OBJECTIF DE L'EXERCICE ▸
Repérez dans les entrées ci-dessous chaque ligne qui contient le mot « grass », puis recopiez-les toutes.

ENTRÉES AFFICHÉES ▸
···
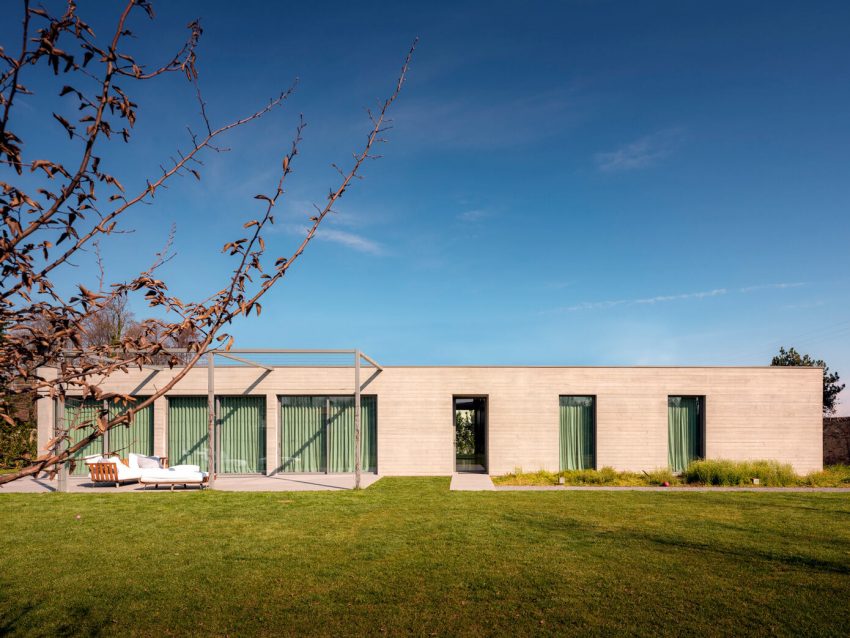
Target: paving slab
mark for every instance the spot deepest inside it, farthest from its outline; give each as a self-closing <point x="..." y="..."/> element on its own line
···
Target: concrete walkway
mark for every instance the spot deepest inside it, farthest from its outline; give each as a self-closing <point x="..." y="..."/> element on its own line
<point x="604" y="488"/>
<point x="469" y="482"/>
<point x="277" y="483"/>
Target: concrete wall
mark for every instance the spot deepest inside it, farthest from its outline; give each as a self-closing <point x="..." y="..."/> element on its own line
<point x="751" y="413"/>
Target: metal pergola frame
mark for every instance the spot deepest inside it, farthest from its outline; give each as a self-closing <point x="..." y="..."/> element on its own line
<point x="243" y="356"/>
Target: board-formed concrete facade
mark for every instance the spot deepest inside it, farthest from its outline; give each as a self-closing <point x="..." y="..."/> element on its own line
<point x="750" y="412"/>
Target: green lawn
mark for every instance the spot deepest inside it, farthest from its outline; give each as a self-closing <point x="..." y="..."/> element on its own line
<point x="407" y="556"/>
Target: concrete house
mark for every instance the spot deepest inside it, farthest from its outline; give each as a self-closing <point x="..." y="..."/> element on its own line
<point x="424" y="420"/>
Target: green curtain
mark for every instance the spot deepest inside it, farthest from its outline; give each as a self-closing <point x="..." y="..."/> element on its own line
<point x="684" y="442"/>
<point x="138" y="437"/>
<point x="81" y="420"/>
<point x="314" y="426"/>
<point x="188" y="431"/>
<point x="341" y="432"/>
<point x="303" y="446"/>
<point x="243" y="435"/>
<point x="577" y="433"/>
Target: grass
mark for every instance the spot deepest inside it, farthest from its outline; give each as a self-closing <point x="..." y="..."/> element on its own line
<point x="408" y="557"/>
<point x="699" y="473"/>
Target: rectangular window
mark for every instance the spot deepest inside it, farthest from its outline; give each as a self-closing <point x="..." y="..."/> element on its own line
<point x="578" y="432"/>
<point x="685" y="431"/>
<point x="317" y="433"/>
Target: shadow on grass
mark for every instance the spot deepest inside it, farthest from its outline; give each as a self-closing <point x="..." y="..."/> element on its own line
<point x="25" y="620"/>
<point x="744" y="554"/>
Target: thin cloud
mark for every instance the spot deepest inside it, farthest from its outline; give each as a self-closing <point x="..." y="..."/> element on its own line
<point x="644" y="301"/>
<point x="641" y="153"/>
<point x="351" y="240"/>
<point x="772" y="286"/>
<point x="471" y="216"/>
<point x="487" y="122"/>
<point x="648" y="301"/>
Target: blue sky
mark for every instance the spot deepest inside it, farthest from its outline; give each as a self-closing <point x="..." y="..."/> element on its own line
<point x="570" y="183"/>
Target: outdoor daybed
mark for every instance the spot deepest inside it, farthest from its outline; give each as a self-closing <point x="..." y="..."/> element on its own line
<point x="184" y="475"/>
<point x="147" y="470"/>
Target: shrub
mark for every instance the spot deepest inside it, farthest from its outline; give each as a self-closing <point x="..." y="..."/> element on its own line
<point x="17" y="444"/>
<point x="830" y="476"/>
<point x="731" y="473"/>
···
RÉPONSE ATTENDUE ▸
Target: grass
Target: shadow on grass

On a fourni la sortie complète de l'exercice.